Position identification listing:
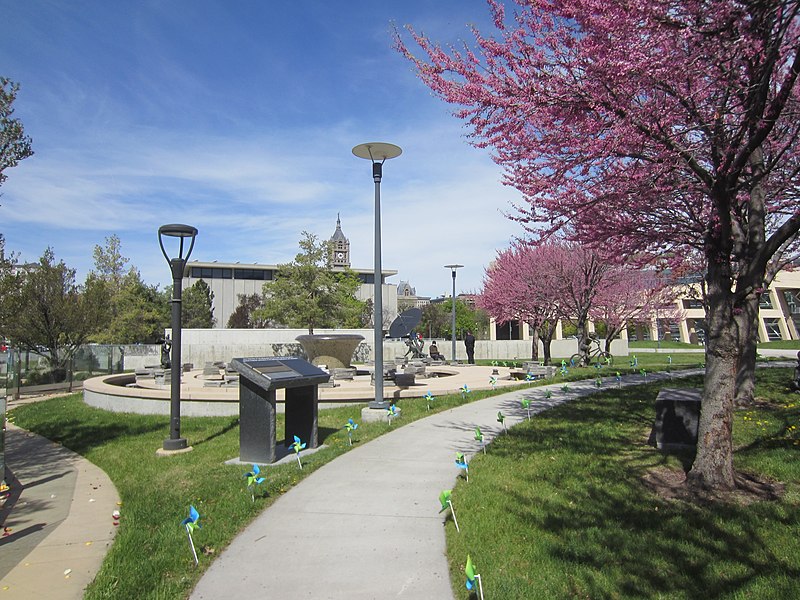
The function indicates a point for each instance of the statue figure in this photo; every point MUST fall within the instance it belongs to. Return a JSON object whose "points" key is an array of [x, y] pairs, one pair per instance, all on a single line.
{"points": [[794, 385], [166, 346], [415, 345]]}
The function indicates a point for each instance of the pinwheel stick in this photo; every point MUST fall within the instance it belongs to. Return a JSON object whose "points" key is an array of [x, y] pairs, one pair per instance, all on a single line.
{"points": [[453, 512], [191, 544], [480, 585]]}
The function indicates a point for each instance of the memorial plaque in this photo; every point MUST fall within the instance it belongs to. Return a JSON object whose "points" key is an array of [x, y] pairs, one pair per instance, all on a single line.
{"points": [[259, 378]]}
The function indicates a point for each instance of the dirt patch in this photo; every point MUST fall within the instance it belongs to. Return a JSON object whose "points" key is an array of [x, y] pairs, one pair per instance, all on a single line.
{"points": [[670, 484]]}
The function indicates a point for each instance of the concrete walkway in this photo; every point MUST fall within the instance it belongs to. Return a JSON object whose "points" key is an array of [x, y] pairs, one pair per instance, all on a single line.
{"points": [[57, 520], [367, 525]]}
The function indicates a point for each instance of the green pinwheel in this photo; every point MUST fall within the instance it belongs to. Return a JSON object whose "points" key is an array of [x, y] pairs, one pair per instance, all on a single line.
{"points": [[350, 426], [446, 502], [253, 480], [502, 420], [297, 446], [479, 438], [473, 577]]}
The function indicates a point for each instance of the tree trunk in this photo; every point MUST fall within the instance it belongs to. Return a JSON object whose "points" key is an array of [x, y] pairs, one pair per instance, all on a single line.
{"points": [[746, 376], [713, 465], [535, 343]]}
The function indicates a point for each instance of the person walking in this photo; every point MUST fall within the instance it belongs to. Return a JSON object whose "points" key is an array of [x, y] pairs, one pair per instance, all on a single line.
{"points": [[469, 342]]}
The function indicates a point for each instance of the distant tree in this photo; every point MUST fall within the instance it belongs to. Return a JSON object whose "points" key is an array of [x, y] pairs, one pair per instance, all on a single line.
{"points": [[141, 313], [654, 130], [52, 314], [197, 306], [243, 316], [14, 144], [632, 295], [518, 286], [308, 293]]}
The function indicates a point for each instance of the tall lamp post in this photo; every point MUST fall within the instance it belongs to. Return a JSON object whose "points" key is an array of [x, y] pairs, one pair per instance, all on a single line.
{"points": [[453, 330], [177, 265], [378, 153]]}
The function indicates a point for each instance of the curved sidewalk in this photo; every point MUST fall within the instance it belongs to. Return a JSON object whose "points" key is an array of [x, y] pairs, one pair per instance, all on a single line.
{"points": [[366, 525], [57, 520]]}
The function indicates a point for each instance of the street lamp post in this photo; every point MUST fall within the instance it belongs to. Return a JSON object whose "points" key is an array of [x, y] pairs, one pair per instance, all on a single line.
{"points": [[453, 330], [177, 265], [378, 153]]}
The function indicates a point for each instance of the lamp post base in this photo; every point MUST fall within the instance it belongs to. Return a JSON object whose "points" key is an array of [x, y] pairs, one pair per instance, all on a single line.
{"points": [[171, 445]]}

TASK PROMPT: Can you render every line of the listing above as a JSON list of strings, one string per line, with blank lines skipped and the pictures left out?

ANSWER:
[
  "The function indicates a point for each instance of the statue figure in this photo; every point MUST fall within the instance it belongs to. Return a JSON object whose \"points\" key is an array of [x, y] pairs, one pair per instance, all on a single line.",
  "{\"points\": [[794, 385], [166, 346], [415, 345]]}",
  "The function indicates a point for each instance of the pinwheel stick in this photo; every point MUST fall within the instance it belongs to. Return a JSON object whose \"points\" key is an array of [x, y] pairs, one pair per instance, all on a single line.",
  "{\"points\": [[453, 512], [191, 544], [480, 585]]}",
  "The function indicates a point for each instance of the memorial plaque in this photo; every point MUST fall within the instance it belongs to. Return a JSON object whose \"points\" key is an array of [x, y] pairs, one pair per instance, all on a single line.",
  "{\"points\": [[259, 378]]}",
  "The function indicates a point for each instance of the dirt patch in this photo; every point MUST fall within the instance it belongs to. Return a JSON object whose \"points\" key is an array of [x, y] pairs, one pair per instance, all on a single line.",
  "{\"points\": [[670, 484]]}",
  "The function indicates a point for each instance of the concrete walkway in this photo; every point MUST fall within the instance it belongs to. Return a JSON object whose \"points\" key is an array of [x, y] pairs, one pair per instance, all on a single line.",
  "{\"points\": [[57, 520], [367, 525]]}",
  "The function indicates a point for each instance of the green pinwheel in this photo; every point MUST fall within the instance it belongs to. Return a JSON object whose \"points\" key is an array of [x, y] pairs, one pair per instance, all on a single line.",
  "{\"points\": [[350, 426], [446, 502], [253, 480], [502, 420], [297, 446], [479, 438], [473, 577]]}",
  "The function indicates a point for each instance of the tree trunk in this photo; every point MUST fall within the instance it belongs to. Return a JSON object whose \"points\" key is an array of [x, y] pairs, one pair per instance, all on a single line.",
  "{\"points\": [[746, 376], [713, 465], [535, 343]]}",
  "The function indicates a point for each instance of the person walking in this photo; every point MUST fall within the instance it belongs to. Return a JSON object whose \"points\" key is an array of [x, y] pairs, one pair per instance, all on a single line.",
  "{\"points\": [[469, 342]]}",
  "The function indicates a point for each instance of the distant tree in this photo; every point MUST fall within the instance it belongs to. Return a JSON object whose \"points\" key is an array of [x, y] pairs, one pair per instance, all on a single line.",
  "{\"points\": [[141, 313], [654, 130], [52, 314], [197, 306], [243, 316], [14, 144], [632, 295], [518, 286], [308, 293]]}",
  "The function indicates a point for each instance of the tall lamp post in this photo; every point MUST fall within the instance it belongs to. Return a JSON object whose \"points\" key is an array of [x, y] pairs, one pair per instance, all on a single line.",
  "{\"points\": [[453, 330], [177, 265], [378, 153]]}",
  "The function indicates a point for each instance of the curved sidewalk in this photo; every point MUST fall within the instance it belongs to. Return a JSON object whose \"points\" key is an array of [x, y] pairs, one pair per instance, all on a single line.",
  "{\"points\": [[366, 525], [57, 520]]}",
  "The function indicates a point for each instance of the street lamp post in this photo; every point MUST fall within the instance it belongs to. Return a JSON object whose \"points\" key is an array of [x, y] pairs, one pair per instance, all on a single line.",
  "{\"points\": [[453, 330], [177, 265], [378, 153]]}",
  "The function indicates a point for each instance of the lamp post base in this photo; every point MUST fall within the instance it belongs to. Return a JSON object whose \"points\" key is an array of [x, y] pairs, one pair per instance, all on a single line.",
  "{\"points\": [[171, 445]]}"
]